§ WHAT IS NEEDED:
Show me each line of the listing below where the word "embankment" appears.

§ DATA FOR REVIEW:
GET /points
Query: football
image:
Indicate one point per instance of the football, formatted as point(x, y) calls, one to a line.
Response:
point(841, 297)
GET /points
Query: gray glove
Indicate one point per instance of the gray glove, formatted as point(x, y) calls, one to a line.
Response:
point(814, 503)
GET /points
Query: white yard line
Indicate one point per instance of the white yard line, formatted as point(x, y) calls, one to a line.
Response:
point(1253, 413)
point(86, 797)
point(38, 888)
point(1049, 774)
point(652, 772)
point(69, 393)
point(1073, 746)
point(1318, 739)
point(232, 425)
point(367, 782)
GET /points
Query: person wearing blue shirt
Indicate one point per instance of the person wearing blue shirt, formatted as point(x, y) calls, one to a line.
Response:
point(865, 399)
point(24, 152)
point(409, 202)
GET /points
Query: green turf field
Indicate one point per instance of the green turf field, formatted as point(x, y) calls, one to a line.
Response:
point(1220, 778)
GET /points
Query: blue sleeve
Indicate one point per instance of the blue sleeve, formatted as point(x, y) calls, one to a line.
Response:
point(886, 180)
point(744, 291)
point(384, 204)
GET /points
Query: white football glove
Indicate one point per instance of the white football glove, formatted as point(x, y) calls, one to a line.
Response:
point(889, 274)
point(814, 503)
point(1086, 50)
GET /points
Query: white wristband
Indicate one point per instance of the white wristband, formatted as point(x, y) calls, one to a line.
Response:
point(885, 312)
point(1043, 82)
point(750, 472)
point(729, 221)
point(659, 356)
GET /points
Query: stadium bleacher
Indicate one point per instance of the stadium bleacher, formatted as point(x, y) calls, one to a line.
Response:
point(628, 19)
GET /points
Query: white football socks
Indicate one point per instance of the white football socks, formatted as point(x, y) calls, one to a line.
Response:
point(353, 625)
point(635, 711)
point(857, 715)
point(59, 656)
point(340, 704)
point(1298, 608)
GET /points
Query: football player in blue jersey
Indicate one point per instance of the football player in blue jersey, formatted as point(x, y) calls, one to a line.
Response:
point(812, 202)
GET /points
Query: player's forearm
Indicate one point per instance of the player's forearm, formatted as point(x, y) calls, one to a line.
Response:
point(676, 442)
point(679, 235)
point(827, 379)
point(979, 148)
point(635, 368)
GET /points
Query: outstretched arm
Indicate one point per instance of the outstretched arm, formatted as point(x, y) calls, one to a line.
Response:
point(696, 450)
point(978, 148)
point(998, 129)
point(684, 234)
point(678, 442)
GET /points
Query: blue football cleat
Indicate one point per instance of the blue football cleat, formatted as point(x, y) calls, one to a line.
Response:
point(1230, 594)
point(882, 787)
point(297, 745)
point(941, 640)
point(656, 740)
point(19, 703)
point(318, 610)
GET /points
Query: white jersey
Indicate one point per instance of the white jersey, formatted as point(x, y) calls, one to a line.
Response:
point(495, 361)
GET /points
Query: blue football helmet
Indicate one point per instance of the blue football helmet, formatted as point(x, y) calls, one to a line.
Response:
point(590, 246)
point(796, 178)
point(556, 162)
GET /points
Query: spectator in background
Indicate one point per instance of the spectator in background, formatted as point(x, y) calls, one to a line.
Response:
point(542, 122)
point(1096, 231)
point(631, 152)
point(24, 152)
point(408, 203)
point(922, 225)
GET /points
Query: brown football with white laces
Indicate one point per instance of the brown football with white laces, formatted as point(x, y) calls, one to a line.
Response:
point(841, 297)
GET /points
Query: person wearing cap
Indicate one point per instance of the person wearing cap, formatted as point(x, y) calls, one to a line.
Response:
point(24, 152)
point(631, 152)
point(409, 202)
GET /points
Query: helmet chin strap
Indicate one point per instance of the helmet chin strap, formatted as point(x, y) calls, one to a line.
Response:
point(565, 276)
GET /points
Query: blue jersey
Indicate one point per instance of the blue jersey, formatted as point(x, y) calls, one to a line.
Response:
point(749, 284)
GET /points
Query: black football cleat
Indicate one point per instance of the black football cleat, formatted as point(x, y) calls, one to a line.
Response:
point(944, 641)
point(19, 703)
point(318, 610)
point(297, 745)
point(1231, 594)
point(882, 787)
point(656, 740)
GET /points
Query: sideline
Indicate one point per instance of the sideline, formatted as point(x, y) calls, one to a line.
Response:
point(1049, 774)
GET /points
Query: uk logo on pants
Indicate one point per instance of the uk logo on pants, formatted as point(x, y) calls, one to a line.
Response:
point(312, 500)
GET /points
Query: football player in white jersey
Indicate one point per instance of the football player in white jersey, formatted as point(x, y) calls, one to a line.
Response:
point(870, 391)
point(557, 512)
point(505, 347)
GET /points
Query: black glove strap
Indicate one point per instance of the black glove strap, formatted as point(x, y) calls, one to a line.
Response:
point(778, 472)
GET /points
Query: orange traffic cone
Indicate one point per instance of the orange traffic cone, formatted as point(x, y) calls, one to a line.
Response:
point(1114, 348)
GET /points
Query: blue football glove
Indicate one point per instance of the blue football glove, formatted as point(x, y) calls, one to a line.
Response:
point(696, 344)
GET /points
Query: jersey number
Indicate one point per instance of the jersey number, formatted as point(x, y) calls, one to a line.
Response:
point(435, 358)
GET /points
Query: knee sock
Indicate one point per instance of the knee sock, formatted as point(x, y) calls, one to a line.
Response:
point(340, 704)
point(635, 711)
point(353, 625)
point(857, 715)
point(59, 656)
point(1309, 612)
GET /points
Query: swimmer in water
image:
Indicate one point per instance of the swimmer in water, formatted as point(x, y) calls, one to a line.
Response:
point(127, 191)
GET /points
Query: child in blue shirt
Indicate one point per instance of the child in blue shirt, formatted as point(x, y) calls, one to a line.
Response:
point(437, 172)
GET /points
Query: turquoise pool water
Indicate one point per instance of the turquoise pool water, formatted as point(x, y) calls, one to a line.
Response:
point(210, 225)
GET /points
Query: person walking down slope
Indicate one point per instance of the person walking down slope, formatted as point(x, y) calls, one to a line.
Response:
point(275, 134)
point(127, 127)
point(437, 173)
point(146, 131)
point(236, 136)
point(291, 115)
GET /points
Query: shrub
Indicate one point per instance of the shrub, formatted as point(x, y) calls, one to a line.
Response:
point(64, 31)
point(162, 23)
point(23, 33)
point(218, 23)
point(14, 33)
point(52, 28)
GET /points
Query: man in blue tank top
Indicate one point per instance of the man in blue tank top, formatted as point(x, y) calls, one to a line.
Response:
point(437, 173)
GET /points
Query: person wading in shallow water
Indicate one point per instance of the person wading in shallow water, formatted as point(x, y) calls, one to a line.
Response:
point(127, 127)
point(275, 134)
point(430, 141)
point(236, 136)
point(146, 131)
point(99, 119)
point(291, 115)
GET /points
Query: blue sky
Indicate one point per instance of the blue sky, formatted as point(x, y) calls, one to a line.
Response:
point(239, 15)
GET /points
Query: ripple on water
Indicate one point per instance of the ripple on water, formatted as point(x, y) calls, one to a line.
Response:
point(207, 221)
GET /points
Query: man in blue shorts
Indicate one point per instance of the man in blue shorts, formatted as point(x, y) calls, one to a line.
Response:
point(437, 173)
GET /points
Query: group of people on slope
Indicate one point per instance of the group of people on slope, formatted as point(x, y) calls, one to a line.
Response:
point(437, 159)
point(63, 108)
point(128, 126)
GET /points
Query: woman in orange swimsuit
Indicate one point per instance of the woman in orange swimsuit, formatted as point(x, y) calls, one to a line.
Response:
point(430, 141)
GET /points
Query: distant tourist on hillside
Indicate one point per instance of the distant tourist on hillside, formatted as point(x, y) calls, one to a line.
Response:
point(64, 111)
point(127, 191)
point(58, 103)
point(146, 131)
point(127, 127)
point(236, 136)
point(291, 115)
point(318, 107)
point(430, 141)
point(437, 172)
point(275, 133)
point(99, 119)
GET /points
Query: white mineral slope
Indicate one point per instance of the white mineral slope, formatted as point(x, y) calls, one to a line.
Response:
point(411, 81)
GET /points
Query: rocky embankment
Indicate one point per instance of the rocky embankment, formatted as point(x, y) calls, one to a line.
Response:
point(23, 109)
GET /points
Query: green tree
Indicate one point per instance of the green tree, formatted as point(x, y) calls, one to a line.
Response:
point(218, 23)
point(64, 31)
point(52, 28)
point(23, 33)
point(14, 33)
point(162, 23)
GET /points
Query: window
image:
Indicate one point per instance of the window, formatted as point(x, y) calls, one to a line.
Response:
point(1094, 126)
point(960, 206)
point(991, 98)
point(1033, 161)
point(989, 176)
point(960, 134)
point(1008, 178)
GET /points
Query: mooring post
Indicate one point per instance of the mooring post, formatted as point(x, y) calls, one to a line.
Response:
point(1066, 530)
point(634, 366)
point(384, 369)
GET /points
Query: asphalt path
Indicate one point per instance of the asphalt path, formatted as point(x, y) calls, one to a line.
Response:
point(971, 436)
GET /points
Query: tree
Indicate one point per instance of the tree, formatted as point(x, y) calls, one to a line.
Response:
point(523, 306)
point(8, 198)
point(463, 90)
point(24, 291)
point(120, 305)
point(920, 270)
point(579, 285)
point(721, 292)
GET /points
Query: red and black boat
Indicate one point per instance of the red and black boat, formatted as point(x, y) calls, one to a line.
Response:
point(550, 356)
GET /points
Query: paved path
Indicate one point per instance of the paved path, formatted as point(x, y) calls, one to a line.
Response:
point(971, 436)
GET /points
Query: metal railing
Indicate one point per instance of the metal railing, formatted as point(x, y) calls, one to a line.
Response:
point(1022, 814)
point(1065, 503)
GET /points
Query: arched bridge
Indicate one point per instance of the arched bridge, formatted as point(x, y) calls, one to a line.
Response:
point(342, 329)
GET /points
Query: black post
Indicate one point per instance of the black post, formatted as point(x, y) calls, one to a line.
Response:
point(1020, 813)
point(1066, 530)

§ ANSWER TO THIS EXERCISE:
Query: rocky embankment
Indicate one point per instance of the rocky embankment, formatted as point(x, y) calls, one to a line.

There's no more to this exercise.